Source document:
Skip to main content
Version: 0.1.28

Streaming pipes (std.stream.pipe_v1)

std.stream.pipe_v1 is a compiler special form for deterministic, budgeted streaming pipelines: source → transducers → sink.

Pipes are represented in x07AST as descriptor lists and are elaborated deterministically by the compiler.

AST shape

[
"std.stream.pipe_v1",
<cfg_v1>,
<source_v1>,
<chain_v1>,
<sink_v1>
]
  • <cfg_v1> MUST be ["std.stream.cfg_v1", ...]
  • <source_v1> MUST be a std.stream.src.*_v1 descriptor
  • <chain_v1> MUST be ["std.stream.chain_v1", <xf>*] (may be empty)
  • <sink_v1> MUST be a std.stream.sink.*_v1 descriptor

Runtime-evaluated expressions inside descriptors are wrapped explicitly:

  • ["std.stream.expr_v1", <x07Expr>] (evaluated once at pipe init)

Required work:
1 - List the four placeholders that follow "std.stream.pipe_v1" in the AST shape shown on the streaming pipes page.
2 - Print the stretch of the streaming pipes page from "std.stream.pipe_v1 is a" through "by the compiler.".

(Coordinate annotation lines)

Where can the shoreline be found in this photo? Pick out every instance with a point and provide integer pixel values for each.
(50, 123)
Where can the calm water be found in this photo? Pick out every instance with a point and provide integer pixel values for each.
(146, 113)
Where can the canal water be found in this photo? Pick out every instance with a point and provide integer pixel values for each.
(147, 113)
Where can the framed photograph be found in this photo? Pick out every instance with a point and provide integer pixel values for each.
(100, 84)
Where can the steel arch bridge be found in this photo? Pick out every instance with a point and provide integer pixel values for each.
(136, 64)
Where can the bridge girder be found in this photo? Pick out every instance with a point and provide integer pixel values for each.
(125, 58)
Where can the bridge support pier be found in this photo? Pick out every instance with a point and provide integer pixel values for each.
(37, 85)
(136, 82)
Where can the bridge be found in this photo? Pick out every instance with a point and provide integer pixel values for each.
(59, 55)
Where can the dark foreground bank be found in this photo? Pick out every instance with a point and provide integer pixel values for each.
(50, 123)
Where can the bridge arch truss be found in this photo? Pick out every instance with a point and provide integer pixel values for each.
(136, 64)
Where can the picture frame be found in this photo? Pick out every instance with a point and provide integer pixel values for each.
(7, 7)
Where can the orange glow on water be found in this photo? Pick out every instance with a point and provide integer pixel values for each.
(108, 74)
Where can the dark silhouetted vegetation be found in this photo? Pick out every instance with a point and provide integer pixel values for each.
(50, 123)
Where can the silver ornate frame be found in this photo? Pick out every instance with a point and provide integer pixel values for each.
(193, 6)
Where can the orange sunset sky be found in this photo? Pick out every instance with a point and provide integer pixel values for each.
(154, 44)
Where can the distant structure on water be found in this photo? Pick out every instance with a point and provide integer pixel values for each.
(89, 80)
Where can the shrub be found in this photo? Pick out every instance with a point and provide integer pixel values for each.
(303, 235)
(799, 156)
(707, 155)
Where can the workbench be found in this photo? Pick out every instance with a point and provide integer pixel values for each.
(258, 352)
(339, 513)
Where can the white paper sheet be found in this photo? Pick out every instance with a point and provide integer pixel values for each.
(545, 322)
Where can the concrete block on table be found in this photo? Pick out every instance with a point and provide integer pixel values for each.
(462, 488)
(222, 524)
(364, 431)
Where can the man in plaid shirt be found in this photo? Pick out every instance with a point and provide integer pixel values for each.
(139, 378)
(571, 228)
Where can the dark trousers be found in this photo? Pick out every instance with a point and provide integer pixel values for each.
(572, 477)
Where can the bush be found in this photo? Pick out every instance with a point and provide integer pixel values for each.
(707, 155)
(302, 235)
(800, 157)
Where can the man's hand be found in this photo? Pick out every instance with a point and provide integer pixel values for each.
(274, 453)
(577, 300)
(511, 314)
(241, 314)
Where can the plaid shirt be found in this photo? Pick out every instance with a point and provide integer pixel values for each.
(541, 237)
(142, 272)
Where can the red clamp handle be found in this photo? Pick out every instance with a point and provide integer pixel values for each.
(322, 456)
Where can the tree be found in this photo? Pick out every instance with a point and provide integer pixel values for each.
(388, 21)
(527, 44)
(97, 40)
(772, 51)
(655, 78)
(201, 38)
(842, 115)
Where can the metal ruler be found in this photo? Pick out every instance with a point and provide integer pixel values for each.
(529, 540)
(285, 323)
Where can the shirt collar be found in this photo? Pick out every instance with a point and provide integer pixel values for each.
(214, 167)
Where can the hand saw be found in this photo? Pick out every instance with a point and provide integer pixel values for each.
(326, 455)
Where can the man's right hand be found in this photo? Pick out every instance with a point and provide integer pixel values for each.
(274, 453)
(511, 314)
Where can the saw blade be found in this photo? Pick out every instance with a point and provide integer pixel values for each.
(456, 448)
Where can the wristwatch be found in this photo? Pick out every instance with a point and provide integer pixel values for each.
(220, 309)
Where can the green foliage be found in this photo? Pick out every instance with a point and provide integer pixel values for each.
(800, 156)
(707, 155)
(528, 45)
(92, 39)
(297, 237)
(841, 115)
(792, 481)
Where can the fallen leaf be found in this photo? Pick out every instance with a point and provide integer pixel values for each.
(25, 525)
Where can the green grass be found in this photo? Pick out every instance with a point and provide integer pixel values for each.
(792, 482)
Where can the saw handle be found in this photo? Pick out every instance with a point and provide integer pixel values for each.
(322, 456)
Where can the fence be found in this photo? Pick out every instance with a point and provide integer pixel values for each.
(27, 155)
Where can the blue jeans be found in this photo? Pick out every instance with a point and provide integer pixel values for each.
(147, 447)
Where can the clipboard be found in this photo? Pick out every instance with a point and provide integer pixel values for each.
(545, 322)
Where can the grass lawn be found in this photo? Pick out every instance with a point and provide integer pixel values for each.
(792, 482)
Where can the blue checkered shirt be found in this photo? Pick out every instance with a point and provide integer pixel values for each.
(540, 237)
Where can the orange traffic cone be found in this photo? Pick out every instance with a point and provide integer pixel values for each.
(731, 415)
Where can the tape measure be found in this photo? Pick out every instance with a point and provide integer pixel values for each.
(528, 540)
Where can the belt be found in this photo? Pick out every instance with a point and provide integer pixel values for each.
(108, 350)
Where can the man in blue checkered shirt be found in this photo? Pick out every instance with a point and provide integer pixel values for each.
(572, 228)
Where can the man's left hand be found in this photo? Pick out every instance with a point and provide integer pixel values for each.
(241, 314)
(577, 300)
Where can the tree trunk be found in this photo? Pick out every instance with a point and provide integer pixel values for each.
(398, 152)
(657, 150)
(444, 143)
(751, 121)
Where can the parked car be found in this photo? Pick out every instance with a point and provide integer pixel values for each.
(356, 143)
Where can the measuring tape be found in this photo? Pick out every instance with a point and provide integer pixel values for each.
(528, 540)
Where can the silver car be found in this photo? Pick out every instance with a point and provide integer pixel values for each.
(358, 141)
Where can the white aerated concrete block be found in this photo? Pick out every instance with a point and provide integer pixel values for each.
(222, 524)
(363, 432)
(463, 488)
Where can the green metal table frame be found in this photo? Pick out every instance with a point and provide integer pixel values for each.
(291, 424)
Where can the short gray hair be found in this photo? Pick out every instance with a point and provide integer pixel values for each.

Answers to the exercises:
1 - <cfg_v1>, <source_v1>, <chain_v1>, <sink_v1>

2 -
std.stream.pipe_v1 is a compiler special form for deterministic, budgeted streaming pipelines: source → transducers → sink.

Pipes are represented in x07AST as descriptor lists and are elaborated deterministically by the compiler.